## Passage shown
Economic abuse essentially means where the wife has no means to survive financially due to the wilful negligence of the husband.

Since her salary was comparable to Nitesh's, I had advised her that legally it would not be easy to claim much from him, although the law does have various provisions for providing maintenance to a wife such as under Section 24 of the Hindu Marriage Act, which essentially provides interim maintenance to a wife during the pendency of litigation and also, at times, for litigation. The reason for this provision was to protect wives from being thrown out by husbands without any means to support themselves. It was also intended for wives who are not working and have no independent source of income.

However, today the scenario has changed and more women are working and have their own income. So the courts have also taken this into cognisance whilst ordering husbands to pay for wife's maintenance.

## Recorded data
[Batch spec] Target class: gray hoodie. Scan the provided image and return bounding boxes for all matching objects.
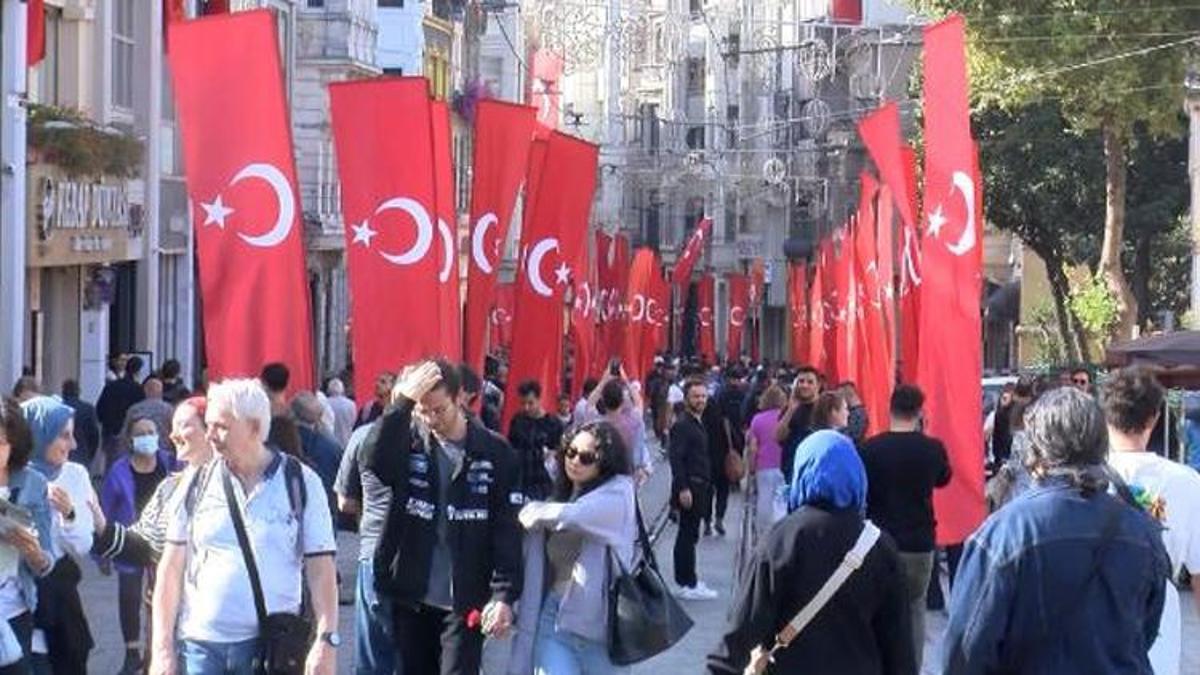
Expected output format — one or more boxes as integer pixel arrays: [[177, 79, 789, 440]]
[[509, 476, 637, 675]]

## Required tasks
• a. According to the passage on spousal maintenance, what does Section 24 of the Hindu Marriage Act essentially provide?
• b. Rewrite the part of the passage on spousal maintenance starting at "However, today the" and ending at "for wife's maintenance.", replacing "courts" with "judges".

## Solutions by task
• a. Interim maintenance to a wife during the pendency of litigation and also, at times, for litigation.

• b.
However, today the scenario has changed and more women are working and have their own income. So the judges have also taken this into cognisance whilst ordering husbands to pay for wife's maintenance.